-------- Source document --------
Honda, Nissan, Toyota, and Subaru, as well as foreign rivals Volkswagen, Daimler, and Ford, have all announced production cuts due to the semiconductor shortfall.
Automakers and their component suppliers slashed semiconductor orders last year after a dip in sales due to the coronavirus pandemic. But demand unexpectedly rebounded as people started buying cars to avoid commuting on crowded buses and trains, and component suppliers scrambled to place orders with chipmakers. Since then, the leading producers in Taiwan have been operating at full capacity as they try to fill orders not only from the auto industry but also smartphone and computer manufacturers that have seen sales soar thanks to a rise in remote working.
The production cuts by leading automakers are largely down to the industry’s inability to foresee the spike in sales that Covid would inspire. But other factors have also contributed to the global semiconductor shortage.
One is the growing tension between the US and China. Last December, Washington added China’s largest and most advanced chipmaker, Semiconductor Manufacturing International, to an export blacklist. This led companies around the world to frantically place extra orders with producers from Taiwan instead, which exacerbated the shortage.
Another factor is Europe’s push to be carbon neutral by 2050. The EU’s European Green Deal, a set of policy directives unveiled in December 2019, has pushed up demand for more advanced chips to achieve energy efficiency.
In Japan, semiconductors are known as “industry rice” because they are so ubiquitous: a nod to their essential role in manufacturing everything from automobiles to smartphones to home appliances. The country was once the global leader in production but now relies heavily on imports for both cutting-edge chips and legacy semiconductors.
Hiroshi Kajiyama, Japan’s minister of economy, trade and industry, revealed on Tuesday that the government has been asking Taiwanese authorities to press contract chipmakers to increase output. And some, including Taiwan Semiconductor Manufacturing Co, the world’s largest contract chipmaker, have already vowed to raise production capacity as soon as possible to meet the demand.
However, experts warn that the semiconductor shortage may not just be a production issue. The increased influence of geopolitical tensions, digitization, and moves toward a greener society seem to indicate that the industry is undergoing more permanent, structural changes. And this could mean a shortage that continues for the foreseeable future.
--------
**Things to do:**
[A] In the article on the chip shortage, what nickname do semiconductors have in Japan?
[B] Please copy the passage of the article on the chip shortage starting with "One is the growing" and going on through "and legacy semiconductors.", renaming "carbon neutral" to "climate neutral".
-------- Dataset extract --------
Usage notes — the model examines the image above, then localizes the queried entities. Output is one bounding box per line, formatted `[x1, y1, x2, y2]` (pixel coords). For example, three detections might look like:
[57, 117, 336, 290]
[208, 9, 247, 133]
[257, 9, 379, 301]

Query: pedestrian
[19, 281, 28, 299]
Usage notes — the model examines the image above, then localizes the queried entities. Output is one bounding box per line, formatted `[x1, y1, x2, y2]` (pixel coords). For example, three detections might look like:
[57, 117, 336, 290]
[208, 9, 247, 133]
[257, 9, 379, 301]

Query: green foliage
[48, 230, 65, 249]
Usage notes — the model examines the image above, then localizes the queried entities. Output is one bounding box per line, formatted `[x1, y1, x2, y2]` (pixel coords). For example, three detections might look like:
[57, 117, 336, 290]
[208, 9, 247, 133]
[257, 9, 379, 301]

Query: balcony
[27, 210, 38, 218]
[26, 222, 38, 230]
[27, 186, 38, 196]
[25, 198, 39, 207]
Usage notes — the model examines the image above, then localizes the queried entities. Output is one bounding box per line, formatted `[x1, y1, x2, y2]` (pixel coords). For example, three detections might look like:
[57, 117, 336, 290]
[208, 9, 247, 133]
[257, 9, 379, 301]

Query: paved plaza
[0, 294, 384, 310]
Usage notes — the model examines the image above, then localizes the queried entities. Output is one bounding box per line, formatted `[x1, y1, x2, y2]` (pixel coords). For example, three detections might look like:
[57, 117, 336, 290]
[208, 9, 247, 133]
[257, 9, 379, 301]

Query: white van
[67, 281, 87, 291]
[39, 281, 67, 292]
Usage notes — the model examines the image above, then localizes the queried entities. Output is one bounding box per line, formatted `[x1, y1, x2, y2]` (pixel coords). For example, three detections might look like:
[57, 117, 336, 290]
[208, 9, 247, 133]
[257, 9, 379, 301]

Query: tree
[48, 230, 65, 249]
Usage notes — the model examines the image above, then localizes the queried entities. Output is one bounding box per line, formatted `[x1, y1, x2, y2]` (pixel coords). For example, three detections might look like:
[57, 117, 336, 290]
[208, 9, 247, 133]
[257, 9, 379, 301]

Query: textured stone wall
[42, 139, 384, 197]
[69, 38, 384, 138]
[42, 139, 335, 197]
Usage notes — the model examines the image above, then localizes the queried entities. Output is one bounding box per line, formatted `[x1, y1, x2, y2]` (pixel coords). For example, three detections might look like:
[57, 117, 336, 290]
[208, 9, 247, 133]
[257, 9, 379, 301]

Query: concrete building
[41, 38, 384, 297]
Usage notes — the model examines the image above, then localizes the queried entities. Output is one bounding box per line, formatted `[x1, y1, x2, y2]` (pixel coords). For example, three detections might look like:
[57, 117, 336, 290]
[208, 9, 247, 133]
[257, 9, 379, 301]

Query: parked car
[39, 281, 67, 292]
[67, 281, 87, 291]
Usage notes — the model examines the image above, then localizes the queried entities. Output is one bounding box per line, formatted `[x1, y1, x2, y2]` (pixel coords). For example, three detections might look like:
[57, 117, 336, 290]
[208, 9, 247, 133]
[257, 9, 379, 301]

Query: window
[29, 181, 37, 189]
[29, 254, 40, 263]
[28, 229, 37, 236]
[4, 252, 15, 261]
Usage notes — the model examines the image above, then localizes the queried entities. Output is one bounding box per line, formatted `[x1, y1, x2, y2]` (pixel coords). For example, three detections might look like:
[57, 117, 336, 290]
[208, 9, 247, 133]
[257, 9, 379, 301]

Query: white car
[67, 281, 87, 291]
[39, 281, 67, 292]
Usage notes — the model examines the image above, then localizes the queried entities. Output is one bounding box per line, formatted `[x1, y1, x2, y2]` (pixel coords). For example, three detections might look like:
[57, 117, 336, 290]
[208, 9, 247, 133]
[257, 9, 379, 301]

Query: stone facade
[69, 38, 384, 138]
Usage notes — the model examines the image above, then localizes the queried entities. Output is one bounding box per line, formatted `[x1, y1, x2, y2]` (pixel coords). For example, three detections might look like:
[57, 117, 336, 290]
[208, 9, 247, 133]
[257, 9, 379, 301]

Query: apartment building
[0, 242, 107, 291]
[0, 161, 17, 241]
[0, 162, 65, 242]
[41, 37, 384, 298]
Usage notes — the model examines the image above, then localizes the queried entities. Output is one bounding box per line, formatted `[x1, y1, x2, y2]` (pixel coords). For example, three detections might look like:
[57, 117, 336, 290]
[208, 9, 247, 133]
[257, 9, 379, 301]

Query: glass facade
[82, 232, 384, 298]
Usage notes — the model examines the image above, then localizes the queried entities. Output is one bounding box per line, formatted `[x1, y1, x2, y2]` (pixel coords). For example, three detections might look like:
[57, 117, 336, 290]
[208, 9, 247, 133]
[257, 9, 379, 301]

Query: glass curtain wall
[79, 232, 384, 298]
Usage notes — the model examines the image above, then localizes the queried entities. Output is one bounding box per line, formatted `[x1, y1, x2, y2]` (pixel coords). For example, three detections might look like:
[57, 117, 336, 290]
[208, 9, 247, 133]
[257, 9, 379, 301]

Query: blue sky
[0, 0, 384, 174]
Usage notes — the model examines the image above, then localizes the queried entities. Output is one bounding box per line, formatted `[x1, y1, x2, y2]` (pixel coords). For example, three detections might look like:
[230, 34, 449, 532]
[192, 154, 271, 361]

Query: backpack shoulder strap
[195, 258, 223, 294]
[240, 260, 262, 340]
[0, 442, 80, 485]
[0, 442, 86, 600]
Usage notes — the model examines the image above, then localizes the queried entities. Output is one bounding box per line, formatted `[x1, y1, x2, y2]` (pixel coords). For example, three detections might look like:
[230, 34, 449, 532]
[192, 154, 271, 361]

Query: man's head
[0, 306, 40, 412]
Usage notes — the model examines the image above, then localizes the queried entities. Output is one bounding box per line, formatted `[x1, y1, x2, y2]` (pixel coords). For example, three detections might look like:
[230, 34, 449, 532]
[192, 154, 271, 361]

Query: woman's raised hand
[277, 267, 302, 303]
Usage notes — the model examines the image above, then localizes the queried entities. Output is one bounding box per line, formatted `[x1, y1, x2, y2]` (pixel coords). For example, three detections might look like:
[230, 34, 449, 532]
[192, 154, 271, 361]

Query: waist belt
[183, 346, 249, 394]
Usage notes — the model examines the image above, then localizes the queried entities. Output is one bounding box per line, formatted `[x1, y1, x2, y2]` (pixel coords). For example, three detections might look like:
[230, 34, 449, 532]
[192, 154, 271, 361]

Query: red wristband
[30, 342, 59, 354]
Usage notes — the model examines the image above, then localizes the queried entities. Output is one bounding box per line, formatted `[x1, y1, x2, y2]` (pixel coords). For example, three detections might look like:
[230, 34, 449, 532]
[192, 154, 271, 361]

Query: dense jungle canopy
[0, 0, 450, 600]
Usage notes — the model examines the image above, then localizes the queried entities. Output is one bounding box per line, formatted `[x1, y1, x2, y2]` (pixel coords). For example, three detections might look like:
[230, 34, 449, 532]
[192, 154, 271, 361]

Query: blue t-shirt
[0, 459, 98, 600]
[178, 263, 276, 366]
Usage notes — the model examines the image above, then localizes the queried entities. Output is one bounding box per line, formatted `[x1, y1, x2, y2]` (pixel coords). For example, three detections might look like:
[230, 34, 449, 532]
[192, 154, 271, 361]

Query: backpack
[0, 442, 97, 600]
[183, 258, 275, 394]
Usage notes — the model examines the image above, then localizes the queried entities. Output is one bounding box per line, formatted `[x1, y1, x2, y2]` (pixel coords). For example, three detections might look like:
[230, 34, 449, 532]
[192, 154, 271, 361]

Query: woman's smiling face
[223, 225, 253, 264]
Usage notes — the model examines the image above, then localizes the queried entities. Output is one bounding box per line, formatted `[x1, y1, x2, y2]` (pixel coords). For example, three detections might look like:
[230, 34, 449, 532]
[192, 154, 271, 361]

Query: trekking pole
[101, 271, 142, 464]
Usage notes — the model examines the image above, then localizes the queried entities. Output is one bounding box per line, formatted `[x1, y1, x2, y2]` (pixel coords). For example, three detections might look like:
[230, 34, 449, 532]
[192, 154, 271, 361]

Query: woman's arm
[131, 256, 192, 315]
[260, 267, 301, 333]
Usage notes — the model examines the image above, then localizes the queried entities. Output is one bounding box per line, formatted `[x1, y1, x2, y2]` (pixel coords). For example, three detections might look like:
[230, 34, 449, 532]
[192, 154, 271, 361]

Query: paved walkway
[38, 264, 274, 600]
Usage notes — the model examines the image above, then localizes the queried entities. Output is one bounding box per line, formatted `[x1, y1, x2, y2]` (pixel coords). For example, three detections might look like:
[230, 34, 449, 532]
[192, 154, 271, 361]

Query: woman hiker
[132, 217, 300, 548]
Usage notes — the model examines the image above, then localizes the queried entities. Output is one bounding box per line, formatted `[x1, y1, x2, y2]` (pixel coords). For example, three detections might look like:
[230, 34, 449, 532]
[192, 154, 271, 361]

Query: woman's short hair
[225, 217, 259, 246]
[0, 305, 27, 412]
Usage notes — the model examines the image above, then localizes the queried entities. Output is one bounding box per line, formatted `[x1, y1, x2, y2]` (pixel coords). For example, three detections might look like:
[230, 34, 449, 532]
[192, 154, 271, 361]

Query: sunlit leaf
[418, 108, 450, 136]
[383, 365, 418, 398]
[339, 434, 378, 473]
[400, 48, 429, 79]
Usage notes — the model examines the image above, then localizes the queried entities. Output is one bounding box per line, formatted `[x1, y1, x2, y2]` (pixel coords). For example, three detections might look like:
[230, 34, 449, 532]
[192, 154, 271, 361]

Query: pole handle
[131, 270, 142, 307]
--------
**Completed exercise:**
[A] Industry rice.

[B]
One is the growing tension between the US and China. Last December, Washington added China’s largest and most advanced chipmaker, Semiconductor Manufacturing International, to an export blacklist. This led companies around the world to frantically place extra orders with producers from Taiwan instead, which exacerbated the shortage.
Another factor is Europe’s push to be climate neutral by 2050. The EU’s European Green Deal, a set of policy directives unveiled in December 2019, has pushed up demand for more advanced chips to achieve energy efficiency.
In Japan, semiconductors are known as “industry rice” because they are so ubiquitous: a nod to their essential role in manufacturing everything from automobiles to smartphones to home appliances. The country was once the global leader in production but now relies heavily on imports for both cutting-edge chips and legacy semiconductors.